= Brief =
Every line that contains the word "this" is to be copied from the listing.

= Material shown =
Start of Block
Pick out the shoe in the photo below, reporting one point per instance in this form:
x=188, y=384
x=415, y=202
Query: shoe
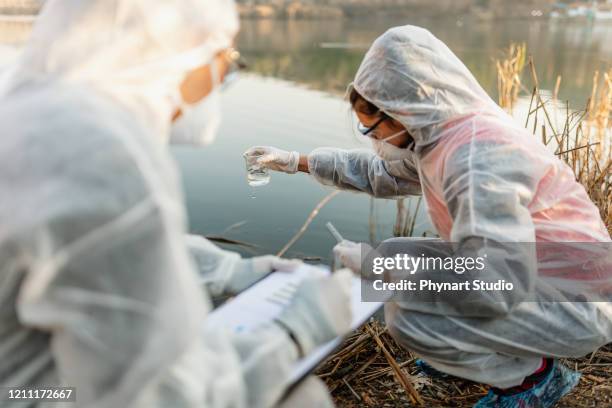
End of Block
Start of Block
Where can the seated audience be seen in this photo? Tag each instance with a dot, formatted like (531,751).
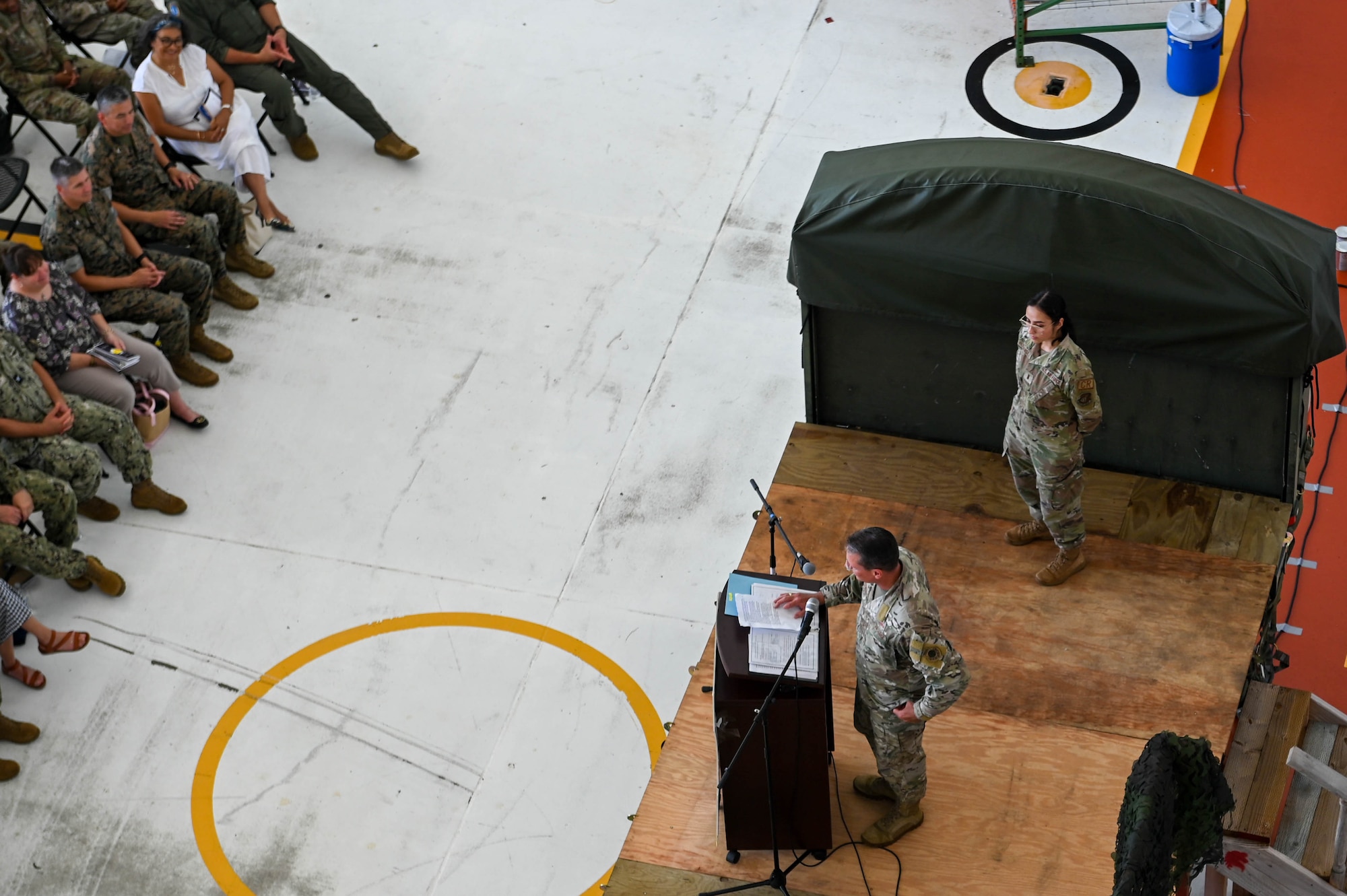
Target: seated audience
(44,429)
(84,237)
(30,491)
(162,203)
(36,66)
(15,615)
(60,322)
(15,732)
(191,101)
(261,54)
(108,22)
End of Block
= Output of the exercise =
Pick out the shoe in the photo below, reporting one point per instance in this form:
Where can the seated audience be seen in this photo? Tag each instance with a dot, formatted like (531,751).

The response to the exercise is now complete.